● **REQUIREMENTS**
Please turn the items below into a two-column CSV with the columns "prompt" and "points", one row per item. Put each item's text and its answer each in a single quoted field, replace line breaks with spaces, and leave out the pictures.
*** SUPPLIED MATERIAL ***
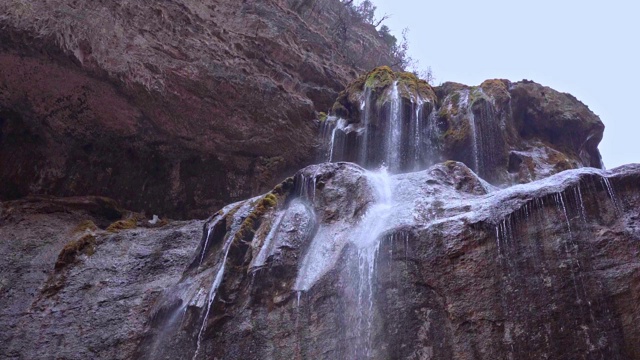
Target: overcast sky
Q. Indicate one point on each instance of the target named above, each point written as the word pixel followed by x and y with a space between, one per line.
pixel 590 49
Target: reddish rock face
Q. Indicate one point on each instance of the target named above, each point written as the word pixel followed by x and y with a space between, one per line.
pixel 174 107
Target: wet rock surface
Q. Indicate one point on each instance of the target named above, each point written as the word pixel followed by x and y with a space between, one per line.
pixel 463 270
pixel 96 306
pixel 134 101
pixel 507 132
***
● **CORRECT OUTPUT**
prompt,points
"Target: overcast sky Q. Indicate one point on each instance of the target named above, each point written as the word pixel followed by x and y with a space between, one per line.","pixel 590 49"
"Target: reddish rock face Q. Indicate one point on each instance of the target named above, each point written as the word pixel followed by x and y with a space between, one per line.","pixel 174 107"
"Target: wet rock surface Q. Indicate one point on each instance of the target named above, each point written as the word pixel followed by x and y with a space between, one per line.","pixel 463 270 pixel 96 306 pixel 134 101 pixel 507 132"